* **Written task**:
Reproduce word for word the stretch from "## MollyWoppy (Mar" through "questioning. Weird dogs!" in the forum thread below about dogs that growl constantly during play.

# Play growling.. constantly?



## Caty M (Aug 13, 2010)

Bishop has done this since we went to go see him at six weeks at the breeders.. lol. So it's a lifetime thing.

He play growls ALL THE TIME. At EVERYTHING. He will growl one constant stream of sound when he is playing with a dog or with me, he growls to himself when he is eating, when he meets new people, when he is laying down in his bed sometimes by himself, too, lol. Anyone know why? I've never met a dog this vocal (though he doesn't have a barking problem). He has no aggression problems, human, dog, food or otherwise. I don't mind it but sometimes it's annoying and I've had people think he was mean when he went up to meet them! :redface:


----------



## Donna Little (May 31, 2011)

You need to meet my Min Pin. She does the exact same thing. She's a little stand offish with new people for the first few minutes but has never tried to bite anyone and is a really sweet dog. She scares people though when they meet her and if I'm on the phone with someone and they can hear her in the background they'll ask if my dogs are fighting. I'll say, "No, that's just Bailey." They'll ask, "What's she doing??" My answer, "Just standing in front of me growling... For no reason. Other than to make noise. And annoy me...."
She growls when she's waiting to eat, when she wants to go outside, come inside, play with another dog, play with a toy, when she sees me, when she sees my husband, when she wakes up, when she breathes.....:frusty:


----------



## MollyWoppy (Mar 19, 2010)

Mollie is the same, lost count of the time's I've had to explain to dubious people that not all growls are aggressive. She's a very vocal dog, but, I must admit, for some reason I do like it. I can tell by the tone of her growls how she is feeling - happy, very happy, anxious, upset, frustrated, questioning. Weird dogs!


----------



## Tobi (Mar 18, 2011)

Tobi does it when playing on the floor on his back, and... Waggles did it ALL THE TIME... whenever he and Tobi would play he was growling and snarling the entire time, and half the time when he was walking around with a ball in his mouth :lol: 

as to why, i have no idea... it's odd though.


----------



## BoxerParty (Nov 9, 2011)

Lila play growls almost constantly when she and Malcolm are wrestling. She sounds pretty ferocious, too - people sometimes stop us in the park to let me know that my dogs are trying to kill each other! She's been like that since the day she came home at 8 weeks, so I guess it's just her thing.


----------



## 3Musketeers (Nov 4, 2010)

My Sparky is very much like that, he will growl-bark at you for attention, growl when playing, run around like a maniac and growl, but it's not an aggressive growl obviously, it's like hes mumbling.

* **Data section**:
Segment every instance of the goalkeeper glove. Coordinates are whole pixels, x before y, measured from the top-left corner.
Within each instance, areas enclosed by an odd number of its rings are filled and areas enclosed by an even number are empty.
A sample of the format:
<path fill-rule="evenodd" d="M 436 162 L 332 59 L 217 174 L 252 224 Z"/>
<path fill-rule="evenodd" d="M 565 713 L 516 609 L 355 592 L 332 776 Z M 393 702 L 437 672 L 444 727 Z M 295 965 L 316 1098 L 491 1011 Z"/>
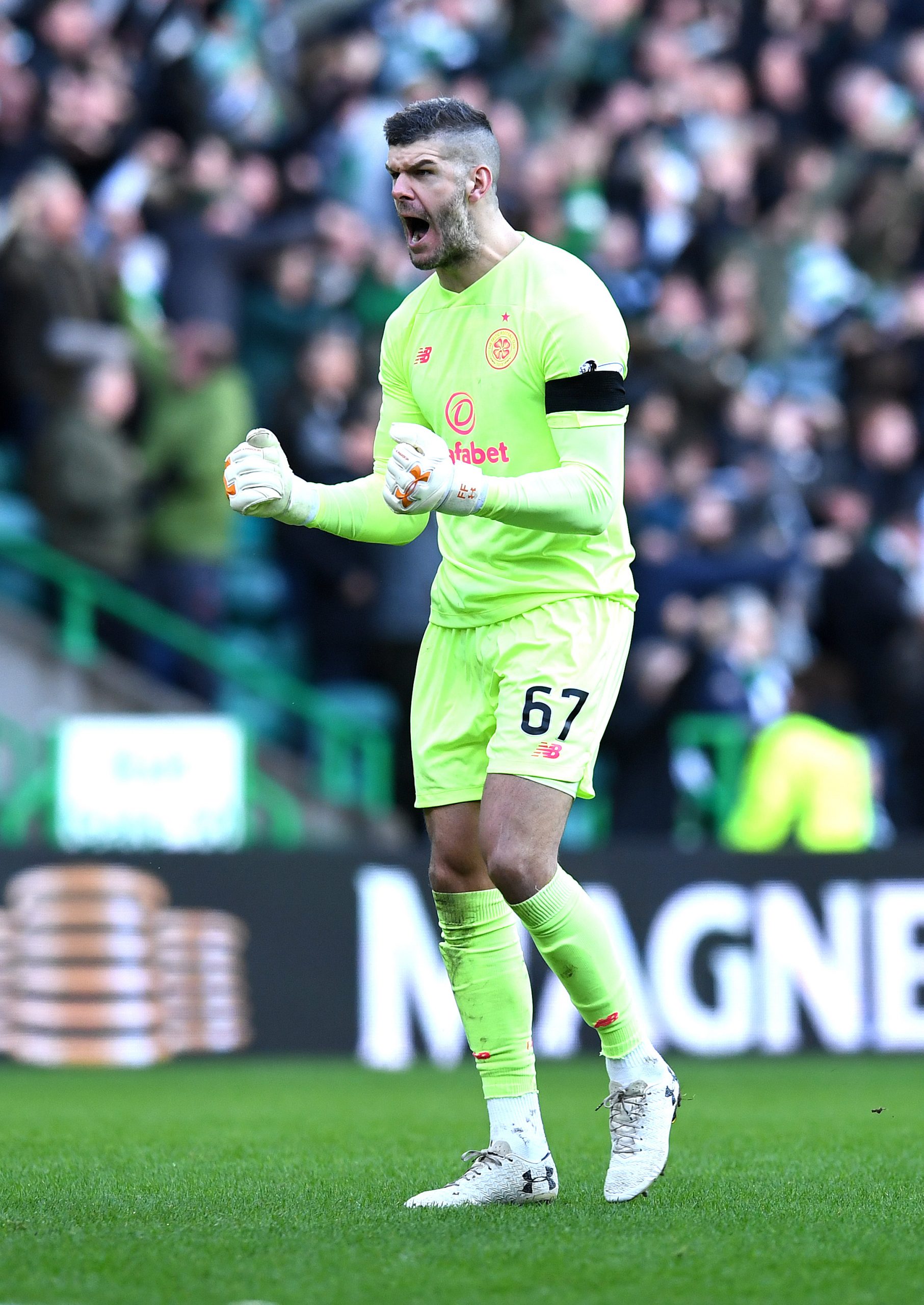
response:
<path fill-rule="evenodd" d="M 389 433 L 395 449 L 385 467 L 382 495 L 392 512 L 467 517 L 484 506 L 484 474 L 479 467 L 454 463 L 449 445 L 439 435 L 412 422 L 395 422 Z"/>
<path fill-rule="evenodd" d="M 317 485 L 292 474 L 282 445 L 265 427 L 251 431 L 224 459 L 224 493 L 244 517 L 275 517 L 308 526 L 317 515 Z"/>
--
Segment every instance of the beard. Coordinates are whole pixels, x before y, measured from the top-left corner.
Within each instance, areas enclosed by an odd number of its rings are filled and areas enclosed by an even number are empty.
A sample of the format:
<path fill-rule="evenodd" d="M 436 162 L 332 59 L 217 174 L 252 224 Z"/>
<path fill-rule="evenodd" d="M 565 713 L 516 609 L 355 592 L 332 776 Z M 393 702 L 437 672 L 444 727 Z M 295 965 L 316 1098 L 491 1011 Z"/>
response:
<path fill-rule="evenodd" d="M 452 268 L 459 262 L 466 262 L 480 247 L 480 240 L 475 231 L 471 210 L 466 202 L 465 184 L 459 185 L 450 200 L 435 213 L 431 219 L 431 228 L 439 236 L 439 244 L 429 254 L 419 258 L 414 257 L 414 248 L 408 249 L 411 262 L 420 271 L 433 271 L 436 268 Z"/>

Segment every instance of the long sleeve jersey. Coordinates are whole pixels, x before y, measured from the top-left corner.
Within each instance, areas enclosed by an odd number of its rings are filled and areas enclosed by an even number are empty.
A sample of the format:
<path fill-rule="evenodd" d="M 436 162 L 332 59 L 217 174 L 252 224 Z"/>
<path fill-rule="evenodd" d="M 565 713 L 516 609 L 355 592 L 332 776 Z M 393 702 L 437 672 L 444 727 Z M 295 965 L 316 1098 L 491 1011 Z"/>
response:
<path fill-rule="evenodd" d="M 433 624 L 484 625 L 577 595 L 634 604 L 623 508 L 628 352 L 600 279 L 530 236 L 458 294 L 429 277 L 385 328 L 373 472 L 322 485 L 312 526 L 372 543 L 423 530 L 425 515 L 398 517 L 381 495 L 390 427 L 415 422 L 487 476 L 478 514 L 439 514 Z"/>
--
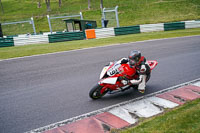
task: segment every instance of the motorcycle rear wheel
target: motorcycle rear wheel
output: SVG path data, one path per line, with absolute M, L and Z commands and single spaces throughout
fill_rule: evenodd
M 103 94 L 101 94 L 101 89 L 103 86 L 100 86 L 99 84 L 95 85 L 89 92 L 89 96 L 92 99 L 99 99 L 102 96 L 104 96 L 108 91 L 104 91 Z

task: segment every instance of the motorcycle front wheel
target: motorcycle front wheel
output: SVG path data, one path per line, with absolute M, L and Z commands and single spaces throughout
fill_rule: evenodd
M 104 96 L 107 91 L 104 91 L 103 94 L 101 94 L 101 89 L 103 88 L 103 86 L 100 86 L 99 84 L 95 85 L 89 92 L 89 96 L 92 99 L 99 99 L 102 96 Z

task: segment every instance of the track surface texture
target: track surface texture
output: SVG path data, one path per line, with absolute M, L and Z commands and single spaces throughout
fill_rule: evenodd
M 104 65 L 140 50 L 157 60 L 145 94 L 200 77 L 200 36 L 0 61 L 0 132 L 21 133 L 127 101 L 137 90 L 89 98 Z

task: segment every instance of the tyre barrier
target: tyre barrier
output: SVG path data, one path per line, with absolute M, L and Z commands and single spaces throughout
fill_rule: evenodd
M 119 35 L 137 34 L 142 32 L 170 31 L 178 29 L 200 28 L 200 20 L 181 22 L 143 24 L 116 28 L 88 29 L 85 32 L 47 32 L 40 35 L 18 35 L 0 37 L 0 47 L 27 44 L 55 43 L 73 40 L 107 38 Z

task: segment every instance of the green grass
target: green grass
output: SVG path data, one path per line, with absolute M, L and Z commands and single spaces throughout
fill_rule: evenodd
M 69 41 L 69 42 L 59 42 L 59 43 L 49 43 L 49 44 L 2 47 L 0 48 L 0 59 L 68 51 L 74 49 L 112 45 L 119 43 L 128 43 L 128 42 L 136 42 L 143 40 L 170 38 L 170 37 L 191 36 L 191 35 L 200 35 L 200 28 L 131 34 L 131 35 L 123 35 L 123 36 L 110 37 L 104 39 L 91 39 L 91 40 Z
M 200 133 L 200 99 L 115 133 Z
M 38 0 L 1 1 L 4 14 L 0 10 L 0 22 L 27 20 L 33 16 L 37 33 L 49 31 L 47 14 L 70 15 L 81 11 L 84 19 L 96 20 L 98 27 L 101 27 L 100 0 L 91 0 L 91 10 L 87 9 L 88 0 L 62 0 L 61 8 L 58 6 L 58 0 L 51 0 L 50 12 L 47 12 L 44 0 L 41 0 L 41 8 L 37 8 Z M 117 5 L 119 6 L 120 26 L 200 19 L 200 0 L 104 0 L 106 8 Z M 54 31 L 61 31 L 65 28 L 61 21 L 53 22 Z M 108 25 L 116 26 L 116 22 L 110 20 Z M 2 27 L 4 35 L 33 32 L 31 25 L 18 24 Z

* **Written solution**:
## MollyWoppy (Mar 19, 2010)

Mollie is the same, lost count of the time's I've had to explain to dubious people that not all growls are aggressive. She's a very vocal dog, but, I must admit, for some reason I do like it. I can tell by the tone of her growls how she is feeling - happy, very happy, anxious, upset, frustrated, questioning. Weird dogs!